• EXTRACTED TEXT:

Segment Open

COVID-19 and Aus-China relationship’s zombie economic idea
How exposed is Australia’s economy to the PRC? Is this level of exposure serving Australia’s national interest?
Beyond challenges in the realm of public health, the COVID-19 pandemic has also caused a wave of disruption for economies the world over, including Australia and its largest trading partner, the People’s Republic of China (PRC). Long lurking in the shadow of the bilateral economic relationship between Australia and the PRC is a zombie economic idea – an economic idea that should have been laid to rest by an accumulation of facts and evidence, but which continues to stalk public policy debate: that Australian entities engaging heavily with the PRC market are irresponsible, and that at a national level, Australia is too dependent on the PRC. This is often accompanied by calls for the Australian government to force a diversification of Australia’s economic relationships. The COVID-19 pandemic has seen this zombie economic idea injected with a fresh dose of un-life.
How exposed is Australia’s economy to the PRC? What is behind this exposure? Is this level of exposure serving Australia’s national interest? Should Australian entities continue to engage extensively with the PRC? What are the prospects for greater diversification of Australia’s economic relationships in the near future?

Segment Closed

• PROVIDED RECORDS:
Segment Open

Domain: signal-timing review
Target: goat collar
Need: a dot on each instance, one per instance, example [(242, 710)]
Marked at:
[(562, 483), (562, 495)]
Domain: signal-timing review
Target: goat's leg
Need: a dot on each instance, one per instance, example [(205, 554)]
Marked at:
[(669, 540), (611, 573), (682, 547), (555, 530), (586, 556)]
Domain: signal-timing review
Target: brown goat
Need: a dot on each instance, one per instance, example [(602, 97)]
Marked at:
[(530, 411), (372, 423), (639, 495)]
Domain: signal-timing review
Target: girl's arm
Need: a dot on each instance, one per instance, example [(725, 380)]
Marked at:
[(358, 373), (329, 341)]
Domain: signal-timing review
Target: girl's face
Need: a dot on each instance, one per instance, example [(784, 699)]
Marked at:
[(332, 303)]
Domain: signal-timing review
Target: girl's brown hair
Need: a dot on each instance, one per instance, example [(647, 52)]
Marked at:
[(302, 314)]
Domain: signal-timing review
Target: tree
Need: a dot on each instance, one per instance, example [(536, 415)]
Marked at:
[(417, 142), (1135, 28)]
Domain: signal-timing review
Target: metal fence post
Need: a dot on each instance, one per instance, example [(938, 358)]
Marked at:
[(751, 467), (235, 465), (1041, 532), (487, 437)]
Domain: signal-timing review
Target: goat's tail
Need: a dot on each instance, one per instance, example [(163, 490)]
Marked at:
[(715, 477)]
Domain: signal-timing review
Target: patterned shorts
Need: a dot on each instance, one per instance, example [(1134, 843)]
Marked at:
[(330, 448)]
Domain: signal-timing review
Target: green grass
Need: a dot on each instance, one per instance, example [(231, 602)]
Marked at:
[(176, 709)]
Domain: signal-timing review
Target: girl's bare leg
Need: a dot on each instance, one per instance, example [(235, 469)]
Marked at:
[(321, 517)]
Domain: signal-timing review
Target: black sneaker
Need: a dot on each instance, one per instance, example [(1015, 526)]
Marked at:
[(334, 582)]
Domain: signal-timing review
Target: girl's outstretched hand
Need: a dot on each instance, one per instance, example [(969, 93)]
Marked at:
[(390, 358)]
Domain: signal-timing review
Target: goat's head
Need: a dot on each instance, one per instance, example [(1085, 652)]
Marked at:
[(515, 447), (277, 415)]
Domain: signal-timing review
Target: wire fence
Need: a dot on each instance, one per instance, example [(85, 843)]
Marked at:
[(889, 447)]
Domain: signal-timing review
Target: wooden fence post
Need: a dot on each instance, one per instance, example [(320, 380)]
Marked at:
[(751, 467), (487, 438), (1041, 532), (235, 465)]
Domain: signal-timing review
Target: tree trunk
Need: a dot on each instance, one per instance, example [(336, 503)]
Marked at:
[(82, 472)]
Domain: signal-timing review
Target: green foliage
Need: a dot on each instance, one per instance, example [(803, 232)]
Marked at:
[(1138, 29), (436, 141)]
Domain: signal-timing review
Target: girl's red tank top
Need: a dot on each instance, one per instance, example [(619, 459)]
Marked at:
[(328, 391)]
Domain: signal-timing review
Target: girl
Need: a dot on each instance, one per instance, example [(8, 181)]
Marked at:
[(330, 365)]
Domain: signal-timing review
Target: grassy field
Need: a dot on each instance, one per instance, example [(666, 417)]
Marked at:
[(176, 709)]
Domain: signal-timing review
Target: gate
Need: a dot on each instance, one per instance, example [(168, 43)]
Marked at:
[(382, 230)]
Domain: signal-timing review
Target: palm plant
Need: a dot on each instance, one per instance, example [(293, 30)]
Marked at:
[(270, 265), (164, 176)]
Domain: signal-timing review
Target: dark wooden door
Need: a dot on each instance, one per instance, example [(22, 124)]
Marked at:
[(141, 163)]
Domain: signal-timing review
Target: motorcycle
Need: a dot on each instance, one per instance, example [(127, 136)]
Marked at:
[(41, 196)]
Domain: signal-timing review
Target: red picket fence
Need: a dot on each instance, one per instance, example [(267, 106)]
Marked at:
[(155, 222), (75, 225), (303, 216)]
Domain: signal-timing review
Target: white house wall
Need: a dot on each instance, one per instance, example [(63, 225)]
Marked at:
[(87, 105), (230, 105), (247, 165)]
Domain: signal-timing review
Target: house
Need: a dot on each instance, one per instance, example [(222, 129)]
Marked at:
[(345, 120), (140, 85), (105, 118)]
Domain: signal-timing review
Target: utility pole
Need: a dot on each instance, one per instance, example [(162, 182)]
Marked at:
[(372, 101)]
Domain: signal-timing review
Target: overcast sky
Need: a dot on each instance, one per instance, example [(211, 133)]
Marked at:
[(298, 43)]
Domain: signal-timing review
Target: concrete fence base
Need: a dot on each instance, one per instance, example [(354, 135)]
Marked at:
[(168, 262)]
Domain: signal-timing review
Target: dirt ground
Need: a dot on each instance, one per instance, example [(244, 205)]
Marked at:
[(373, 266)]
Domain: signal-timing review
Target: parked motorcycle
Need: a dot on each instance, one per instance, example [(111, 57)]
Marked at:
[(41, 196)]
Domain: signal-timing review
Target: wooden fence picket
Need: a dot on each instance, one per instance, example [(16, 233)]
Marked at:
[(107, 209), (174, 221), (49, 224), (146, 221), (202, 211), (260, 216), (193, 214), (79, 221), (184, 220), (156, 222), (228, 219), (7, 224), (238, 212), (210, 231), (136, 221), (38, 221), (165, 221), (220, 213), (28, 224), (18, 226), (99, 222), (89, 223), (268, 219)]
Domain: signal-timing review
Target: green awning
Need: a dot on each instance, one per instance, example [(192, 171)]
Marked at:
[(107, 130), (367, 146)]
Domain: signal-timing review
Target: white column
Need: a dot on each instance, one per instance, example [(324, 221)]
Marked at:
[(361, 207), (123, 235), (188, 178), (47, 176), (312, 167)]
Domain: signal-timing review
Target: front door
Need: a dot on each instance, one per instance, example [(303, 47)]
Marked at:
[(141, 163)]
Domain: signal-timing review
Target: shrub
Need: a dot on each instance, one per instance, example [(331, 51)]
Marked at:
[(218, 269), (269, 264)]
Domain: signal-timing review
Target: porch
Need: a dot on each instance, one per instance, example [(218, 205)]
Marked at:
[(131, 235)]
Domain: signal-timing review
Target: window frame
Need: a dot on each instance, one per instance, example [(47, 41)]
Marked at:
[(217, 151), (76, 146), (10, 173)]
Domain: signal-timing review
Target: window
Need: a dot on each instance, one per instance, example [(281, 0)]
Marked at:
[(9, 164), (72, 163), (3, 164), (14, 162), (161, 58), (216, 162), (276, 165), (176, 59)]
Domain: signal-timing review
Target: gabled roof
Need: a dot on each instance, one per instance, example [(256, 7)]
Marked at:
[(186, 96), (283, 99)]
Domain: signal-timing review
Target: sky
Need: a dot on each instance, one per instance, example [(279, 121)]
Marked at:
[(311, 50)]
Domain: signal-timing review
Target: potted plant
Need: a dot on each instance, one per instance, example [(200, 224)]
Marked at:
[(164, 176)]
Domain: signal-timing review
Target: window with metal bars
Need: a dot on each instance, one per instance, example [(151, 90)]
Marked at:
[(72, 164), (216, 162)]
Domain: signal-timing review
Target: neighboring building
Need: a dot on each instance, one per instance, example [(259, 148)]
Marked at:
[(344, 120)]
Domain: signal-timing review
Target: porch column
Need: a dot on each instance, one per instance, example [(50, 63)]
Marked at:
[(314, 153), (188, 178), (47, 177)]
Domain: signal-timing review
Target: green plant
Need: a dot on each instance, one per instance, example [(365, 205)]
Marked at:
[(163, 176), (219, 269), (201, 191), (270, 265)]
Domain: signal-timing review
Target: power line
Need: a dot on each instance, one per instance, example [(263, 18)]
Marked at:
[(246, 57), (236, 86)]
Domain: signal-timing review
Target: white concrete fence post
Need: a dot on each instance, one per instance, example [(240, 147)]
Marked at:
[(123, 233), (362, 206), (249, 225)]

Segment Closed

• BRIEF: Continue the piece on COVID-19 and the Australia–China economic relationship, picking up directly after its final sentence.

• ANSWER FOR THIS EXERCISE:
The Australia-China Relations Institute at the University of Technology Sydney (UTS:ACRI) will be launching a report tackling these questions and more in a webinar featuring lead author, Professor James Laurenceson, Director of UTS:ACRI, in conversation with Rowan Callick OBE, author of Party Time: Who runs China and how, former China correspondent for The Australian, and UTS:ACRI Advisory Board member. An audience Q&A will follow.
The report ‘COVID-19 and the Australia-China relationship’s zombie economic idea’ by James Laurenceson and Michael Zhou will be published on May 7. It will be available on the UTS:ACRI website.
About the speakers
James Laurenceson
Professor James Laurenceson is Director of the Australia-China Relations Institute at UTS.
He has previously held appointments at the University of Queensland (Australia), Shandong University (China) and Shimonoseki City University (Japan). He was President of the Chinese Economics Society of Australia from 2012-2014.
His academic research has been published in leading scholarly journals including China Economic Review and China Economic Journal.
Professor Laurenceson also provides regular commentary on contemporary developments in China’s economy and the Australia-China economic relationship. His opinion pieces have appeared in The Australian Financial Review, The Australian, Sydney Morning Herald, South China Morning Post, amongst many others.
Rowan Callick
Author, columnist and UTS:ACRI Advisory Board member Rowan Callick worked for almost 20 years for The Australian Financial Review, finally as Asia Pacific Editor. He was China Correspondent for the AFR, based in Hong Kong, from 1996-2000. From 1990-1992 he was a senior writer with Time magazine. He worked for The Australian from the start of 2006 until mid-2018, twice serving as China Correspondent in Beijing, and also as Asia-Pacific Editor. He continues to write regularly for the newspaper.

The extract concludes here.